··· RECORDS FOR THE TASK

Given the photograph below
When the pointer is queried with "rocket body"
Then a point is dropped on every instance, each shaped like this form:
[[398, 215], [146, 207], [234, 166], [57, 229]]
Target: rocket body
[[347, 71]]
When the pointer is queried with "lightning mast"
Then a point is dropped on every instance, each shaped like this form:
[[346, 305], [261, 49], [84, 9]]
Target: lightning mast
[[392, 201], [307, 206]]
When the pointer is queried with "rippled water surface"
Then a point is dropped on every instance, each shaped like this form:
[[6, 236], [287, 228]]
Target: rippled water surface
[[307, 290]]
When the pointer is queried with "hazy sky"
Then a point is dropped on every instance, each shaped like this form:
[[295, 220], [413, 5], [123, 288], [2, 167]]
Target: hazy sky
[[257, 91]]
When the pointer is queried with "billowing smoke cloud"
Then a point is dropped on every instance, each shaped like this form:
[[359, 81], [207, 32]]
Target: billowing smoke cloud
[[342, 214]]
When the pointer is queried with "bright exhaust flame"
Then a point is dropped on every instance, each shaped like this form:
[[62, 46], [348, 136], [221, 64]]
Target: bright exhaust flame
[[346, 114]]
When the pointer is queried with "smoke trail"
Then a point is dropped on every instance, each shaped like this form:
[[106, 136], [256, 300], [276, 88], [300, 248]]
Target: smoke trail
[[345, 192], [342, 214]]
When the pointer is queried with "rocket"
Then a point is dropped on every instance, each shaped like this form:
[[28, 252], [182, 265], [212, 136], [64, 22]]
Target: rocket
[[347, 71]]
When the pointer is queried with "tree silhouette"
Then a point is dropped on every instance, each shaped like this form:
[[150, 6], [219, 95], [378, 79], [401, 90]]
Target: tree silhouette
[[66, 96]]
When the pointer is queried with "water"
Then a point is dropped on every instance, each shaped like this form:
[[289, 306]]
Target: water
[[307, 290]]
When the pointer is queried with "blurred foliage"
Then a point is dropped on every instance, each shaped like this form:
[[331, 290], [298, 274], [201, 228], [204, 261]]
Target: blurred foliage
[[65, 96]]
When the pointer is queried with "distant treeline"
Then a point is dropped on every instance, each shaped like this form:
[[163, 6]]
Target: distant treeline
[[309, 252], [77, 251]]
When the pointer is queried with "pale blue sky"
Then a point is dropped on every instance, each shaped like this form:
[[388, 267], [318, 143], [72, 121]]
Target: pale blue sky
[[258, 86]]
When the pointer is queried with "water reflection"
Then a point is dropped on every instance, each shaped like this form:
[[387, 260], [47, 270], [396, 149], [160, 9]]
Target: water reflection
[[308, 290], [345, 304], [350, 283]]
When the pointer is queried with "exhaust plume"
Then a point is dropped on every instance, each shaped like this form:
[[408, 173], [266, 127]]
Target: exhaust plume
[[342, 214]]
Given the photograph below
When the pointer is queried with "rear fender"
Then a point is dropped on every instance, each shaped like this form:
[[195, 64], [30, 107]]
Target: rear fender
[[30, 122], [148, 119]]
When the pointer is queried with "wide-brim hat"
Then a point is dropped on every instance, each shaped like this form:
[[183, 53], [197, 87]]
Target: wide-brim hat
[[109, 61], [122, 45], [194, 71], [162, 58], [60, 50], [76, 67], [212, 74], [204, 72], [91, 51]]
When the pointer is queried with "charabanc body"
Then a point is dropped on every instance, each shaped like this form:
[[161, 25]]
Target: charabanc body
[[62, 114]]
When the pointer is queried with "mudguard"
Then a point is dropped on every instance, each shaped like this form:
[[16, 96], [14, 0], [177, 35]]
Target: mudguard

······

WRITTEN INSTRUCTION:
Reproduce all of the data above line for line, without changing any wording, number, or punctuation.

ANSWER TO THE TASK:
Given the photograph below
When the pointer is queried with "rocket body"
Then a point is dropped on every instance, each shaped like this form:
[[398, 215], [146, 207], [234, 166], [57, 229]]
Target: rocket body
[[347, 71]]
When the pointer is queried with "lightning mast"
Then a point is dropped on every instance, each shaped like this form:
[[346, 305], [261, 49], [84, 9]]
Target: lightning mast
[[392, 201], [307, 206]]
When the pointer is queried with "rippled water surface"
Then a point is dropped on every instance, each shaped like this form:
[[6, 236], [287, 228]]
Target: rippled water surface
[[307, 290]]
When the pointer is queried with "hazy sky"
Then a point is dropped on every instance, each shaped like this form:
[[295, 220], [413, 5], [123, 288], [2, 167]]
Target: hazy sky
[[257, 91]]
When the pointer is queried with "billowing smoke cloud"
Then a point is dropped on every instance, each shaped like this form:
[[359, 81], [207, 32]]
Target: billowing smoke cloud
[[342, 214]]
When the pointer is queried with "bright exhaust flame"
Then a point is dropped on every instance, each shaped like this form:
[[62, 46], [348, 136], [221, 64]]
Target: bright exhaust flame
[[346, 114]]
When the pointer is queried with "smoke trail"
Then a point is dropped on every instance, each shaped like this form:
[[106, 136], [256, 300], [276, 88], [300, 248]]
Target: smoke trail
[[345, 192], [342, 214]]
When the pointer is queried with "rocket"
Then a point is dropped on every instance, each shaped like this form:
[[28, 252], [182, 265], [212, 136], [64, 22]]
Target: rocket
[[347, 71]]
When the pointer is queried with "tree silhouette"
Then a point is dropped on every instance, each shaped like this form:
[[150, 6], [219, 95], [378, 79], [401, 90]]
Target: tree silhouette
[[66, 96]]
When the pointer is queried with "water"
Then a point is dropped on every instance, each shaped like this form:
[[289, 306]]
Target: water
[[307, 290]]
When the pointer is queried with "blurred foliage"
Then a point is dropped on every instance, each shaped like this form:
[[331, 290], [298, 274], [201, 228], [204, 261]]
Target: blurred foliage
[[65, 96]]
When the pointer is queried with "distant treeline"
Then a point is dropped on every instance, each shaped like this form:
[[163, 6]]
Target: distant treeline
[[309, 252], [77, 251]]
When the pointer is queried with "pale blue sky"
Then a point is dropped on every instance, each shaped like this form:
[[388, 267], [318, 143], [72, 121]]
Target: pale blue sky
[[258, 86]]
When the pointer is queried with "water reflection"
Then a point is dropped on every instance, each shaped like this form:
[[387, 260], [47, 270], [396, 149], [160, 9]]
Target: water reflection
[[308, 290], [345, 304], [350, 283]]
When the pointer is queried with "exhaust plume"
Then a point is dropped on every instance, each shaped like this form:
[[408, 173], [266, 127]]
Target: exhaust plume
[[342, 214]]
Given the photograph below
When the pointer is queried with "rear fender"
Then a point is dropped on every instance, each shaped like this form:
[[195, 64], [30, 107]]
Target: rear fender
[[30, 122], [148, 119]]
When the pointer is queried with "wide-brim hat"
Then a point is dropped on every instance, each shaped like this form:
[[183, 53], [197, 87]]
Target: wide-brim hat
[[109, 61], [122, 45], [194, 71], [162, 58], [60, 50], [76, 67], [212, 74], [204, 72], [91, 51]]
When the pointer is queried with "charabanc body"
Then a point is dropped on every instance, each shaped like this form:
[[161, 25]]
Target: charabanc body
[[62, 114]]
When the pointer is queried with "mudguard"
Then a point is dropped on every instance, each shaped like this form:
[[16, 96], [14, 0], [177, 35]]
Target: mudguard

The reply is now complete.